## Start Document extract
0

I'm building a simple C program, which takes a user input parameter (URL) using scanf(), as the code below reflects. I'm now looking for the best "standard" way to read/write the remote file to a local file... which I will then preform a grep (search) operation on the new local source file.

//CODE

#include <stdio.h>

int main(void){
   char url[255];

   //USER INPUT URL
   printf("ENTER URL: ");
   scanf("%s", &url);

   //GET FILE AT URL(REMOTE) AND COPY TO (LOCAL) 




   //RETURN
   return 0;
}
Jordan Davis
  • 1,485
  • 7
  • 21
  • 40

3 Answers3

0

You could use libcurl, or just shell out and use wget or curl, honestly.

char command[1024];
snprintf(command, 1024, "wget -c '%s'", url);
system(command); // add error handling

That will take considerably less effort.

sehe
  • 374,641
  • 47
  • 450
  • 633
  • Yea I took a look at it, works fine.. But there has be a standard way, without loading another 3rd party lib in – Jordan Davis Sep 10 '15 at 22:18
  • 2
    I don't think so. What makes you think that? Reading files from webservers is not - by any measure - a trivial task. Just that people do it all the time doesn't make it trivial. Highlevel programming languages exist for a reason. – sehe Sep 10 '15 at 22:19
  • Ahh goodshttt! Yea Ima just shell out the cmd, eating lunch right now I'll mark it correct when I get back and test it. Thank you, thank you! – Jordan Davis Sep 10 '15 at 22:25
  • Improve the world: think of security ramifications whenever you use external input in the commands issued :) Cheers – sehe Sep 10 '15 at 22:25
  • @JordanDavis - or, rather than write that program, just run wget or curl yourself. Or do it as a shell script, to save you from having to type the `-c` part. Or, if this is for a learning experience, I would use libcurl, as sehe suggests, to learn how to use that lib. Or use low level sockets yourself to learn them, but unless learning sockets is the goal it's the hardest way to get your remote file. – Stephen P Sep 10 '15 at 22:43
  • @StephenP [the `-c` part](https://www.gnu.org/software/wget/manual/wget.html#Download-Options) was a bit random (just for demonstration). It's not in any way related to running it as a child process – sehe Sep 10 '15 at 22:44
  • @StephenP yea I'm not looking to just run the cmd manually... Im entering a url and having it parsing the source code from that file pulling out the URLs for an MP4 video at different formats. Some 480p 720p 1080p etc... – Jordan Davis Sep 10 '15 at 22:50
  • @JordanDavis sounds very very much like a perl job (perhaps python/ruby/whatnot) – sehe Sep 10 '15 at 22:55
  • @sehe yea no I want it in C for speed... I know php, python, and ruby.... I'm trying to move away from interpretive languages though and their curtain of lies lol (they are good for development though). I'm not worried about security since it's a private program for my personal use for now. – Jordan Davis Sep 11 '15 at 13:30
  • I'm sorry to inform you but "I want to download a file in C for speed" is ... ridiculous. You need to measure your bottlenecks before optimizing. – sehe Sep 11 '15 at 13:36
0

You could use to create a fork() and execute a command like wget, curl with execl,execl,execlp and after you could use to read that file with fgets and add-line with fputs.
## End Document extract
• Brief
Continue the forum thread about downloading a remote file in C, starting right after its last sentence.
## Start Information provided
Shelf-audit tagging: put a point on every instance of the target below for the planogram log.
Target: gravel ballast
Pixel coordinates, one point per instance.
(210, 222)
## End Information provided
• The answer
0

I think you are looking for some kind of html parser, there is a possibility to include curl lib:

#include <curl/curl.h>
#include <stdio.h>
#include <stdlib.h>

#define FILE_SIZE 10000

int main(void)
{
curl_global_init(CURL_GLOBAL_ALL);

CURL * myHandle;
CURLcode setop_result;
FILE *file;

if((file = fopen("webpage.html", "wb")) == NULL)
{
    perror("Error");
    exit(EXIT_FAILURE);
}

if((myHandle = curl_easy_init()) == NULL)
{
    perror("Error");
    exit(EXIT_FAILURE);
}

if((setop_result = curl_easy_setopt(myHandle, CURLOPT_URL, "http://cboard.cprogramming.com/")) != CURLE_OK)
{
    perror("Error");
    exit(EXIT_FAILURE);
}

    if((setop_result = curl_easy_setopt(myHandle, CURLOPT_WRITEDATA, file))     != CURLE_OK)
{
    perror("Error");
    exit(EXIT_FAILURE);
}

if((setop_result = curl_easy_perform(myHandle)) != 0)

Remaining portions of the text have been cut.